▶ **Task details**
Will you write out, word for word, every line from the one with "adult's bare foot" to the final line of the data below, with the pictures left out?

Stored data:
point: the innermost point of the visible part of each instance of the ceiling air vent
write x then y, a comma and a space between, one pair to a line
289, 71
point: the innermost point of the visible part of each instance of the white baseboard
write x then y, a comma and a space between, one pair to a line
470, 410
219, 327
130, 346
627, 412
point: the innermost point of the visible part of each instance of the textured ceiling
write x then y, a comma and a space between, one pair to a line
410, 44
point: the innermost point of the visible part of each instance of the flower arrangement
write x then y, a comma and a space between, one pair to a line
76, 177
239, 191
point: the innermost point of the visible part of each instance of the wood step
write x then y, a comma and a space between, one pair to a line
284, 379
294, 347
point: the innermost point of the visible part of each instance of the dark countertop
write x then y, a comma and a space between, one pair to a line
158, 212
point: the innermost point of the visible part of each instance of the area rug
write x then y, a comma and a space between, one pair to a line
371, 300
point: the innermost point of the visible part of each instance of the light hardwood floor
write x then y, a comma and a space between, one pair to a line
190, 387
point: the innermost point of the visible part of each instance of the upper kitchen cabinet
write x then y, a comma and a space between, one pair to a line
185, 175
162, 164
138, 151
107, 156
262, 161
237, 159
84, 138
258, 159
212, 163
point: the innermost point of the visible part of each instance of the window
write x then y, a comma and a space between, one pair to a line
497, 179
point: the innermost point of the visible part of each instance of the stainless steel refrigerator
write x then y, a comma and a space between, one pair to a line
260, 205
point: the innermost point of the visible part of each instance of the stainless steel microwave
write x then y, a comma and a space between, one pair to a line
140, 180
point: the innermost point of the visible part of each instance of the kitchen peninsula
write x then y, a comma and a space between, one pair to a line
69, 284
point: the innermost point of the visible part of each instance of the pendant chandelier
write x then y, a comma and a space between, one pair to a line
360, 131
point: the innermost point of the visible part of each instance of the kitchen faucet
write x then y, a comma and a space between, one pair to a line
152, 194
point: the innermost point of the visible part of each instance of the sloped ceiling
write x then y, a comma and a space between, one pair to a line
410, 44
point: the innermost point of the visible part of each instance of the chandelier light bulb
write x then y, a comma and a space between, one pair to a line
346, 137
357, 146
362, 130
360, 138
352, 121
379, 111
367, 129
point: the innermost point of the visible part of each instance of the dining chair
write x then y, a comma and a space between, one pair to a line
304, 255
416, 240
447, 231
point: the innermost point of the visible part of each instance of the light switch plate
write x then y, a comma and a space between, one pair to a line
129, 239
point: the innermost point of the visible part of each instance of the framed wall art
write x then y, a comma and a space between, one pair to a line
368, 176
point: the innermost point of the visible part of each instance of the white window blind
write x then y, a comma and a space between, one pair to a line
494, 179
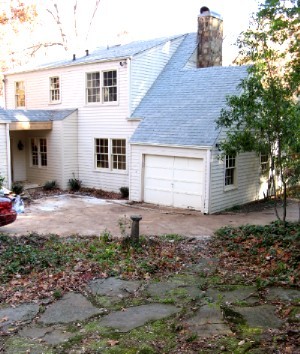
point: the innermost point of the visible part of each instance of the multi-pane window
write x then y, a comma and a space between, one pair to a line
229, 170
264, 163
43, 152
109, 88
20, 94
34, 153
101, 147
110, 154
38, 152
93, 87
119, 154
54, 89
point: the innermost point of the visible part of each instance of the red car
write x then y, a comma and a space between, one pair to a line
7, 213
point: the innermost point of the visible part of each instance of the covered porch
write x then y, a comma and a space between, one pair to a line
39, 146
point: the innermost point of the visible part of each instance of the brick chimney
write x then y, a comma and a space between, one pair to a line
210, 38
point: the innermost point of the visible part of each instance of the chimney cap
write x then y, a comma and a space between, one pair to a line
205, 11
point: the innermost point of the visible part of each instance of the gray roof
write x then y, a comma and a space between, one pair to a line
34, 115
115, 52
183, 104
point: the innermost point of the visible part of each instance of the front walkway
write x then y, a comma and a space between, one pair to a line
74, 214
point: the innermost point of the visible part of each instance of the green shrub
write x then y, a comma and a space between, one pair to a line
50, 185
17, 188
2, 179
74, 184
124, 192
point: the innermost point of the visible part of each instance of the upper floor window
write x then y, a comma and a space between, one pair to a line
264, 163
109, 88
101, 87
38, 152
54, 89
230, 167
20, 94
110, 154
93, 87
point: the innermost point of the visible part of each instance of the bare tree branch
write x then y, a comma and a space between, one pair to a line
57, 20
97, 3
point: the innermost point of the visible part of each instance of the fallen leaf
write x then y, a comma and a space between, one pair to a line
112, 342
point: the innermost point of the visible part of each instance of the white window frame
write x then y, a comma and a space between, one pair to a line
97, 93
38, 156
54, 91
264, 164
109, 156
18, 94
106, 88
230, 174
101, 89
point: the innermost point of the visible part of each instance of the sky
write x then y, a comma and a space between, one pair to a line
121, 21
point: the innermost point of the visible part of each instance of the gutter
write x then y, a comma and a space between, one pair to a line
197, 147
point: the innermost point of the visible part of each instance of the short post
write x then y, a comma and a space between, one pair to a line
135, 228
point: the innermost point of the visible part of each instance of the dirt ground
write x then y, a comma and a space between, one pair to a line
69, 214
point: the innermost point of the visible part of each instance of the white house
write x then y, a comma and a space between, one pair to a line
140, 115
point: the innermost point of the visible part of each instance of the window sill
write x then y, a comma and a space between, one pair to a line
108, 171
101, 104
230, 188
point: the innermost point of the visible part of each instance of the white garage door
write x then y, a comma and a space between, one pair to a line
174, 181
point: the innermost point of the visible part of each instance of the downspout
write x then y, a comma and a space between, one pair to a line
8, 157
129, 114
207, 184
4, 92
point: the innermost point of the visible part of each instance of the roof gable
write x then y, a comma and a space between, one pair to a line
115, 52
183, 104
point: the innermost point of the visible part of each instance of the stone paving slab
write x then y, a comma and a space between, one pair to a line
208, 321
50, 335
288, 295
246, 293
137, 316
260, 316
114, 287
22, 313
72, 307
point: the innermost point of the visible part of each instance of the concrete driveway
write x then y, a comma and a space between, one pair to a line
66, 215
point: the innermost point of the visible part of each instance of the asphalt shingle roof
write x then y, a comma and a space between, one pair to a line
183, 104
34, 115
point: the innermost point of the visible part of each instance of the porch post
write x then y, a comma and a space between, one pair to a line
8, 157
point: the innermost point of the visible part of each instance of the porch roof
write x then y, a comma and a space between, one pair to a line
34, 115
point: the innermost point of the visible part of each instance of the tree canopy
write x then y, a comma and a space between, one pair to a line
265, 116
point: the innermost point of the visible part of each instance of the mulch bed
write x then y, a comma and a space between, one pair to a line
39, 193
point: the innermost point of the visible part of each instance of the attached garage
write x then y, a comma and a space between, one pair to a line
174, 181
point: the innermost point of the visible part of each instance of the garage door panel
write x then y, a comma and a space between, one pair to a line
159, 162
191, 202
162, 197
158, 184
188, 176
161, 173
186, 164
188, 188
174, 181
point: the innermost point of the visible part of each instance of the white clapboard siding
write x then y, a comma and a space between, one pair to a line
4, 153
246, 189
69, 149
138, 153
146, 67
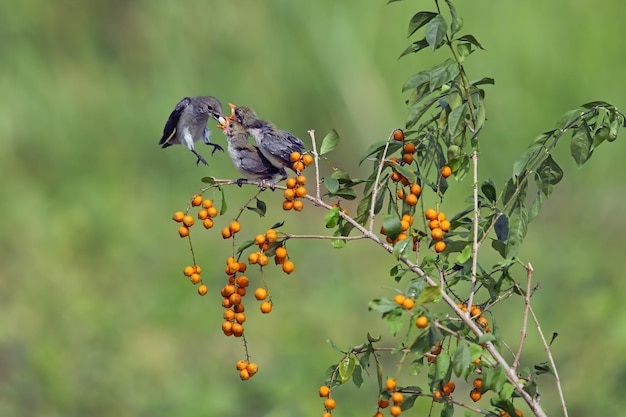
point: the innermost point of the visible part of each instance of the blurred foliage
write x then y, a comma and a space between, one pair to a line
94, 319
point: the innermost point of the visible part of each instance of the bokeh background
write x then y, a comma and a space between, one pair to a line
96, 318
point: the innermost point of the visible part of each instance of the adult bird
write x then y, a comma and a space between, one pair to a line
188, 124
247, 159
275, 144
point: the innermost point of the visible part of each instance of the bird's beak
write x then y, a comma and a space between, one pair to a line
223, 125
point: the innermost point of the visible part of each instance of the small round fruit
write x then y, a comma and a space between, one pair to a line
395, 410
475, 395
421, 322
324, 391
202, 289
260, 293
266, 307
183, 231
330, 404
288, 267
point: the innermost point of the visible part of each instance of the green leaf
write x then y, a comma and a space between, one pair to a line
581, 145
471, 39
441, 366
460, 359
224, 205
346, 367
330, 142
488, 187
332, 184
429, 294
419, 20
435, 31
332, 217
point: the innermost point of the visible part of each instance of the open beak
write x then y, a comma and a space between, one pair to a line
222, 126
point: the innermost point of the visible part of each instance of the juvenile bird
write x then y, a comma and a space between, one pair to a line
275, 144
187, 123
246, 157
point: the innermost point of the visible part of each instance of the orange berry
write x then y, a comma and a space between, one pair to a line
294, 157
440, 246
395, 410
266, 307
281, 252
202, 289
183, 231
329, 404
291, 183
288, 267
399, 299
397, 397
430, 214
260, 293
436, 234
300, 192
287, 205
421, 322
252, 368
195, 279
475, 395
411, 199
289, 194
324, 391
271, 235
234, 227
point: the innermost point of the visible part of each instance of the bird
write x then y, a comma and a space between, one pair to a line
188, 124
247, 158
275, 144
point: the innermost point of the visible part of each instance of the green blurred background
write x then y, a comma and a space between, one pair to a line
96, 318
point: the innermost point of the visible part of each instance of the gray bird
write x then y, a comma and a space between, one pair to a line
187, 123
246, 157
275, 144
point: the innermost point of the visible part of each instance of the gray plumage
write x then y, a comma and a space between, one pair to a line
187, 124
246, 157
275, 144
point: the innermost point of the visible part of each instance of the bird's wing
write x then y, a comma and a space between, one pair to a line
172, 121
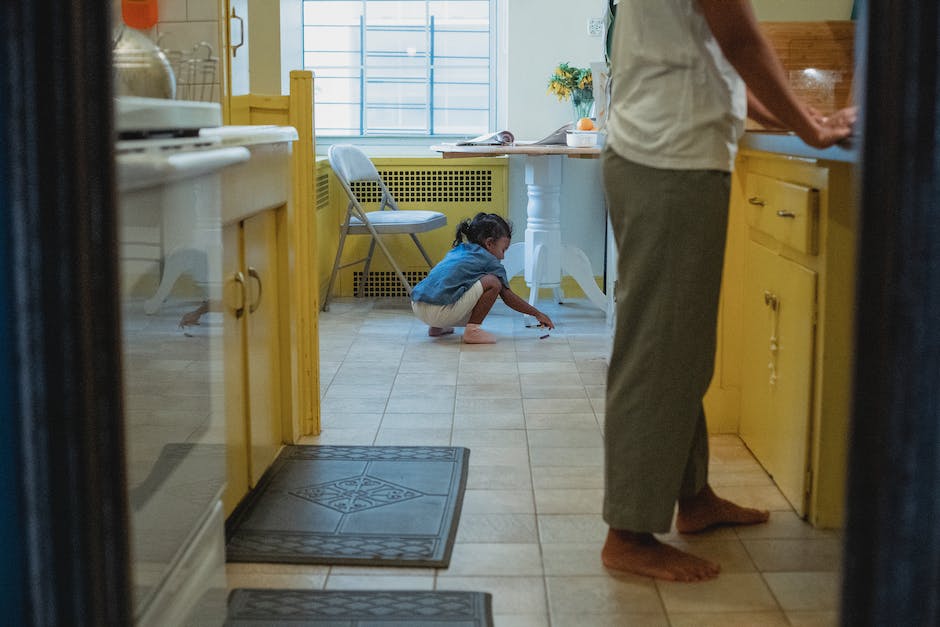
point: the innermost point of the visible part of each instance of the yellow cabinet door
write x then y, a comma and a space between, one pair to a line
234, 311
777, 375
263, 342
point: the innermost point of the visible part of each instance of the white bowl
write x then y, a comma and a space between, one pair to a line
581, 139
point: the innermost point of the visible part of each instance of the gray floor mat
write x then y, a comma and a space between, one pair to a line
356, 505
351, 608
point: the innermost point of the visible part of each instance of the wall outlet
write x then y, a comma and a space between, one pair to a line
596, 26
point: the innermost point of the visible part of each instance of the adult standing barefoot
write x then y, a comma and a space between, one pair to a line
678, 104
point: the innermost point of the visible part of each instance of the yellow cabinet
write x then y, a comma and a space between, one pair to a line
253, 383
784, 362
777, 374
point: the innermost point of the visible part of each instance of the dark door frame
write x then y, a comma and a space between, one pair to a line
64, 501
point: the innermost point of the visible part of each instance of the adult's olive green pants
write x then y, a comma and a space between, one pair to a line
670, 227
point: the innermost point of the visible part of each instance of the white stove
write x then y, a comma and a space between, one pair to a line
169, 186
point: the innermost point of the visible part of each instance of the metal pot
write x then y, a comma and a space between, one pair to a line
140, 67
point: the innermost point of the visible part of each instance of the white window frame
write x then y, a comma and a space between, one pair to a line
497, 95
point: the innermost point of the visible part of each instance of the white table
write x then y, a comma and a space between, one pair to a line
542, 257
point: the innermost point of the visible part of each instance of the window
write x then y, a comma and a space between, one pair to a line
401, 67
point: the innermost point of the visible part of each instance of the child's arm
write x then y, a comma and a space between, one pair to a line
515, 302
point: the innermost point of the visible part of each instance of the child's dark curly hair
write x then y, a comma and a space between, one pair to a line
482, 227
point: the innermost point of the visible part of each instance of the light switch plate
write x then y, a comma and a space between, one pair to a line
595, 26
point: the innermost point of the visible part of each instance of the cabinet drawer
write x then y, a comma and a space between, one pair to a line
785, 211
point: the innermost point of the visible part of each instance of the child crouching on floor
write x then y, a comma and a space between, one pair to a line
461, 289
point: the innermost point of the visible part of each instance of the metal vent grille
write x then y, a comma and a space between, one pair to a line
385, 283
408, 185
323, 190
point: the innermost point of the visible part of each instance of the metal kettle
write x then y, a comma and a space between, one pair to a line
140, 67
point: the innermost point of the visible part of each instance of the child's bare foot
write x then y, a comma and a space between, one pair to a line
706, 509
473, 334
642, 554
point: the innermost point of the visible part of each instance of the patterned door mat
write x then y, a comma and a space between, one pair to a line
352, 608
356, 505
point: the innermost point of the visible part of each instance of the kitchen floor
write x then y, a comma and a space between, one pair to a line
531, 412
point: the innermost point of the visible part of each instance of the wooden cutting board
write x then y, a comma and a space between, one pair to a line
818, 58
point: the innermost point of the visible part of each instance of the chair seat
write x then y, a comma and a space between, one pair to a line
402, 221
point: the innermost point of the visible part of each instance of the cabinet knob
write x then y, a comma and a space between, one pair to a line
253, 307
239, 279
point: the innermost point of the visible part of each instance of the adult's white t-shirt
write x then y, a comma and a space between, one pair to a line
676, 101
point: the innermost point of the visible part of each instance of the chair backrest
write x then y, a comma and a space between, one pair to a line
351, 164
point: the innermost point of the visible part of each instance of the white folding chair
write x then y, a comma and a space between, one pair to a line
350, 165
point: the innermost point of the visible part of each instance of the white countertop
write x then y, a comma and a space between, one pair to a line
250, 135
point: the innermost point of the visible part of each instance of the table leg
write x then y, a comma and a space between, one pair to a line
578, 266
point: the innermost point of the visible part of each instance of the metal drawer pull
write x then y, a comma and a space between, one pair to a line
254, 274
239, 278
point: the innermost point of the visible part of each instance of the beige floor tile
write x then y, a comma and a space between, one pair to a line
730, 554
616, 620
417, 379
571, 456
380, 582
342, 437
520, 620
485, 405
499, 456
730, 592
509, 419
488, 390
493, 438
352, 390
350, 421
488, 528
730, 619
588, 437
564, 477
500, 559
605, 596
784, 524
498, 477
413, 437
573, 559
544, 390
800, 555
813, 619
498, 502
557, 405
560, 421
412, 420
565, 528
761, 497
816, 592
511, 595
571, 501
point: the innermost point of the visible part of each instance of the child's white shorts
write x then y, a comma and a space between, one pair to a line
453, 315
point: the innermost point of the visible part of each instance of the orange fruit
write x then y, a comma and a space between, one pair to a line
585, 124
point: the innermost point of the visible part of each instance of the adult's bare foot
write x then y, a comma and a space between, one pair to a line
706, 509
642, 554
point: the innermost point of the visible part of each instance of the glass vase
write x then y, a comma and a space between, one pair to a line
582, 101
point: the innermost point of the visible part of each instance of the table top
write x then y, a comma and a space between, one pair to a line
452, 151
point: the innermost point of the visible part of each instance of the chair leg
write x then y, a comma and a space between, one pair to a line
365, 269
424, 253
391, 260
339, 256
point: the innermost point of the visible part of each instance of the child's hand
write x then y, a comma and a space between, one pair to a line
544, 320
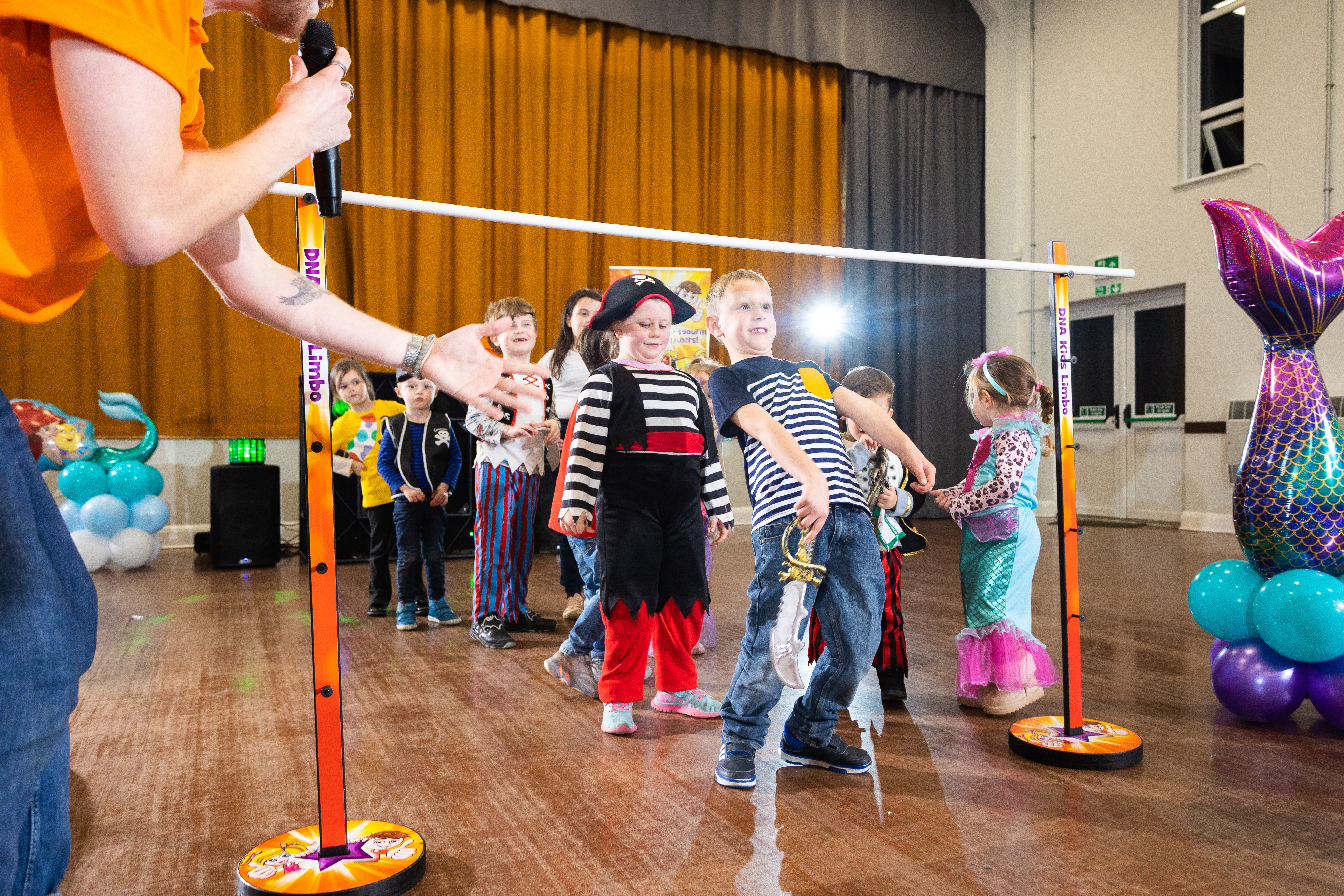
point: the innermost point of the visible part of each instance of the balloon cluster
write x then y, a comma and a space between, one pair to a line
113, 515
1277, 641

▶ **Solution for this task**
point: the innermost point of the visible part of each instance of the adult's bare foot
write x then y, a comma and a space between, one pair to a line
706, 509
642, 554
point: the innermost point of the visible part of each instance of the glass vase
write x then y, a comma and a space between, one pair to a line
582, 101
point: the innermost point of the visible part of each instance of the table top
write x then y, a comma and a space between, one pair to a line
452, 151
point: the innermost point of the visible part of each instance of the chair leg
write x then y, a comma and a space between, one pair to a line
365, 269
424, 253
391, 260
339, 256
point: the innermost point of the visible part of each instance of the child's hand
write x then y, a comma and a space between, one pair to a line
544, 320
point: the innermost point of the visible part of each instance of the balloon cluster
write x then y, a comma and a space between, one pair to a line
113, 515
1277, 641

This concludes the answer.